- Work task -
The expected reply is all of the data, returned exactly.

[[ Extracted entries open ]]

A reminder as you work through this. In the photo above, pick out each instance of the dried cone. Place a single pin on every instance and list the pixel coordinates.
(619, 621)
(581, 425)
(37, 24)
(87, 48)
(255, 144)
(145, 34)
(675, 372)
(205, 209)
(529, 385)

[[ Extracted entries closed ]]

- Completed exercise -
A reminder as you work through this. In the photo above, pick out each instance of the dried cone. Place a single pin on every instance and list the pixel coordinates.
(619, 621)
(581, 425)
(37, 24)
(87, 48)
(255, 144)
(145, 34)
(675, 372)
(205, 209)
(529, 385)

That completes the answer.